[start]

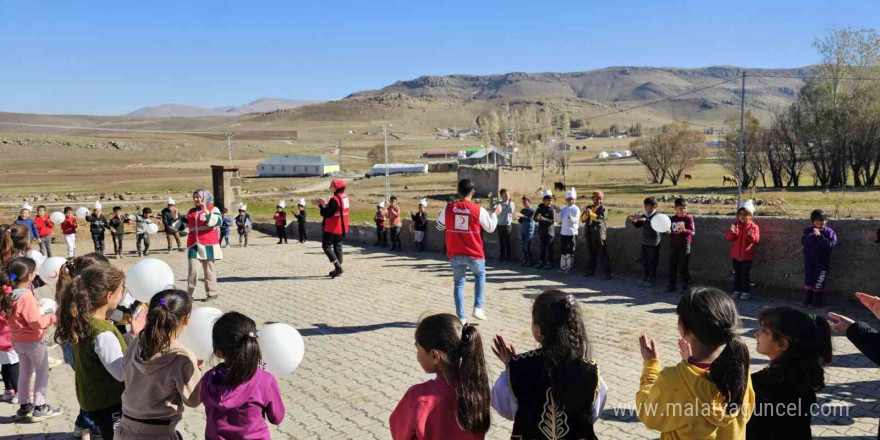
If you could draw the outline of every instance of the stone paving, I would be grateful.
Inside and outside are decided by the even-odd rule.
[[[347,272],[330,280],[331,267],[317,242],[275,245],[274,238],[254,233],[246,249],[224,250],[217,266],[220,299],[211,304],[237,310],[258,323],[281,321],[300,330],[306,342],[305,360],[292,376],[280,381],[287,415],[272,426],[274,438],[388,439],[388,416],[412,384],[424,380],[416,361],[413,331],[426,313],[452,312],[452,277],[439,254],[390,254],[376,248],[348,246]],[[126,237],[129,238],[129,237]],[[162,240],[156,239],[155,242]],[[108,243],[109,245],[109,243]],[[80,244],[80,252],[90,248]],[[60,252],[61,247],[56,248]],[[155,254],[174,268],[178,287],[185,284],[184,254]],[[132,264],[135,258],[122,260]],[[114,262],[116,262],[114,260]],[[492,262],[490,262],[492,263]],[[468,301],[473,287],[468,284]],[[520,351],[536,346],[530,331],[530,304],[542,289],[563,288],[575,294],[585,313],[592,351],[608,384],[608,402],[597,422],[600,438],[656,438],[635,416],[616,414],[632,405],[641,371],[637,337],[649,330],[658,339],[665,365],[678,361],[675,302],[660,287],[645,289],[632,278],[605,281],[579,275],[490,264],[486,313],[480,333],[494,380],[502,364],[489,350],[491,336],[504,334]],[[40,289],[38,296],[52,293]],[[196,297],[204,297],[201,287]],[[198,303],[200,305],[201,303]],[[747,342],[757,312],[772,301],[741,305]],[[853,317],[876,320],[852,307]],[[880,370],[859,354],[846,338],[835,337],[834,366],[827,370],[824,404],[848,407],[849,414],[814,419],[813,433],[821,438],[875,438],[880,413]],[[50,355],[60,358],[58,348]],[[753,370],[767,363],[753,353]],[[49,401],[66,415],[41,424],[13,424],[17,406],[0,406],[0,438],[70,438],[78,409],[73,372],[64,365],[51,372]],[[179,429],[185,438],[204,434],[204,411],[187,409]],[[511,423],[493,413],[488,439],[506,439]]]

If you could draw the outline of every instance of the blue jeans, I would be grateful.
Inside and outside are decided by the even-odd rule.
[[[474,260],[471,257],[455,256],[452,263],[452,277],[455,285],[455,314],[460,319],[467,318],[464,314],[464,282],[467,270],[474,274],[474,307],[483,308],[483,295],[486,292],[486,260]]]

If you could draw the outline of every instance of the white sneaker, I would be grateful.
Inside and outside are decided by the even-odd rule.
[[[480,319],[483,321],[489,319],[486,317],[486,314],[483,313],[483,309],[481,309],[479,307],[474,307],[474,318],[477,318],[477,319]]]

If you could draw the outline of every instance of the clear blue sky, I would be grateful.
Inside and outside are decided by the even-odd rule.
[[[0,0],[0,111],[330,99],[453,73],[798,67],[830,27],[878,17],[867,0]]]

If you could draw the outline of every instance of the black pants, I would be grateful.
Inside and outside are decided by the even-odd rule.
[[[110,235],[110,238],[113,239],[113,253],[116,255],[122,255],[122,239],[125,237],[124,235]]]
[[[739,261],[733,260],[733,291],[740,293],[749,293],[752,280],[749,278],[749,271],[752,270],[752,260]]]
[[[324,232],[321,235],[321,248],[331,263],[339,262],[342,265],[342,238],[340,234]]]
[[[287,243],[287,229],[284,226],[275,226],[275,232],[278,234],[278,242]]]
[[[388,244],[388,231],[384,226],[376,226],[376,246],[385,246]]]
[[[0,367],[0,374],[3,374],[3,391],[14,390],[18,392],[18,370],[19,364],[4,364]]]
[[[138,234],[137,243],[135,244],[135,246],[137,246],[138,253],[141,253],[141,243],[143,243],[144,252],[149,252],[150,251],[150,234],[147,234],[146,232]]]
[[[102,438],[113,440],[113,431],[119,426],[122,420],[122,403],[99,409],[97,411],[86,411],[86,414],[92,419],[92,422],[101,429]]]
[[[660,263],[660,246],[642,245],[642,269],[645,281],[657,281],[657,264]]]
[[[510,254],[510,225],[498,225],[495,229],[498,231],[498,244],[501,246],[501,255],[499,255],[500,260],[509,260],[512,255]]]
[[[95,252],[104,255],[104,232],[92,232],[92,245],[95,246]]]
[[[602,269],[605,275],[611,275],[611,257],[608,255],[608,243],[602,241],[599,232],[590,231],[587,235],[587,247],[590,251],[590,260],[587,262],[587,272],[591,275],[596,274],[599,269],[599,263],[602,263]]]
[[[675,288],[676,277],[681,278],[682,287],[691,283],[691,272],[688,264],[691,259],[691,244],[688,242],[672,242],[669,247],[669,287]]]
[[[403,250],[400,244],[400,225],[391,227],[391,250]]]
[[[538,252],[538,265],[549,264],[552,266],[553,241],[556,237],[548,234],[546,231],[540,231],[538,234],[541,236],[541,250]]]

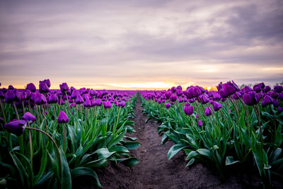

[end]

## Exercise
Please rewrite all the records above as a numbered list with one line per item, leaving out the blank lines and the pictures.

## Response to the exercise
1. If you could draw the outline of every instance of the stone paving, I would be grateful.
2. Inside and outside are decided by the even-odd rule.
3. [[[347,272],[330,280],[331,267],[317,242],[275,245],[274,238],[254,233],[246,249],[224,250],[217,266],[220,299],[211,304],[237,310],[258,323],[281,321],[300,330],[306,342],[305,360],[292,376],[280,381],[287,415],[272,426],[274,438],[388,439],[388,416],[412,384],[424,380],[416,361],[413,331],[426,313],[452,312],[452,277],[439,254],[390,254],[376,248],[348,246]],[[126,237],[129,238],[129,237]],[[162,240],[156,239],[155,242]],[[108,243],[109,245],[109,243]],[[80,244],[80,252],[90,248]],[[60,252],[61,247],[56,248]],[[155,254],[174,268],[178,287],[185,284],[184,254]],[[132,264],[135,258],[122,260]],[[114,262],[116,262],[114,260]],[[492,262],[490,262],[492,263]],[[468,301],[473,287],[468,284]],[[520,351],[536,346],[530,331],[530,304],[542,289],[563,288],[575,294],[585,313],[592,351],[608,384],[608,402],[597,422],[600,438],[656,438],[635,416],[616,414],[632,405],[641,371],[637,337],[649,330],[658,339],[665,365],[678,361],[675,302],[660,287],[645,289],[632,278],[605,281],[579,275],[490,264],[486,313],[480,333],[494,380],[502,364],[489,350],[491,336],[504,334]],[[40,289],[38,296],[52,293]],[[196,297],[204,297],[201,287]],[[198,303],[200,305],[201,303]],[[747,342],[757,312],[772,301],[741,305]],[[853,317],[876,320],[852,307]],[[880,370],[859,354],[846,338],[835,337],[834,366],[827,370],[824,404],[848,407],[849,414],[814,419],[813,433],[821,438],[875,438],[880,413]],[[50,355],[60,358],[58,348]],[[753,370],[767,363],[753,353]],[[49,401],[66,415],[41,424],[13,424],[17,406],[0,406],[0,438],[70,438],[78,409],[73,372],[64,365],[51,372]],[[179,429],[185,438],[204,434],[204,411],[187,409]],[[511,423],[493,413],[488,439],[506,439]]]
4. If you could draw the outline of every instance of the blue jeans, I would be grateful.
5. Inside and outside are decided by the even-odd rule.
6. [[[474,260],[471,257],[455,256],[452,263],[452,277],[455,285],[455,314],[460,319],[467,318],[464,314],[464,282],[467,270],[474,274],[474,307],[483,308],[483,295],[486,292],[486,260]]]
7. If you could draw the outline of every instance of the white sneaker, I would be grateful.
8. Inside and outside are decided by the even-odd rule.
9. [[[480,319],[483,321],[489,319],[486,317],[486,314],[483,313],[483,309],[481,309],[479,307],[474,307],[474,318],[477,318],[477,319]]]
10. If you could draw the outline of every instance of the clear blue sky, I would be grateful.
11. Inside and outside are decided by the even-odd rule.
12. [[[0,0],[0,111],[330,99],[453,73],[798,67],[830,27],[878,17],[867,0]]]
13. If you could draw the outline of every instance of the black pants, I would be grateful.
14. Inside and outside are decided by the even-odd rule.
15. [[[110,235],[110,238],[113,239],[113,253],[116,255],[122,255],[122,239],[125,237],[124,235]]]
16. [[[739,261],[733,260],[733,291],[740,293],[749,293],[752,280],[749,278],[749,271],[752,270],[752,260]]]
17. [[[324,232],[321,235],[321,248],[331,263],[339,262],[342,265],[342,238],[340,234]]]
18. [[[287,243],[287,229],[284,226],[275,226],[275,232],[278,234],[278,242]]]
19. [[[388,244],[388,231],[384,226],[376,226],[376,246],[385,246]]]
20. [[[0,367],[0,374],[3,374],[3,391],[14,390],[18,392],[18,370],[19,364],[4,364]]]
21. [[[138,234],[137,243],[135,244],[135,246],[137,246],[138,253],[141,253],[141,243],[143,243],[144,252],[149,252],[150,251],[150,234],[147,234],[146,232]]]
22. [[[102,438],[113,440],[113,431],[119,426],[122,420],[122,403],[99,409],[97,411],[86,411],[86,414],[92,419],[92,422],[101,429]]]
23. [[[660,263],[660,246],[642,245],[642,269],[645,281],[657,281],[657,264]]]
24. [[[510,254],[510,225],[498,225],[495,229],[498,231],[498,244],[501,246],[501,255],[499,255],[500,260],[509,260],[512,255]]]
25. [[[95,252],[104,255],[104,232],[92,232],[92,245],[95,246]]]
26. [[[602,269],[605,275],[611,275],[611,257],[608,255],[608,243],[602,241],[599,232],[590,231],[587,235],[587,247],[590,251],[590,260],[587,262],[587,272],[591,275],[596,274],[599,269],[599,263],[602,263]]]
27. [[[675,288],[676,277],[681,278],[682,287],[691,283],[691,272],[688,264],[691,259],[691,244],[688,242],[672,242],[669,247],[669,287]]]
28. [[[403,250],[400,244],[400,225],[391,227],[391,250]]]
29. [[[538,252],[538,265],[549,264],[552,266],[553,241],[556,237],[548,234],[546,231],[540,231],[538,234],[541,236],[541,250]]]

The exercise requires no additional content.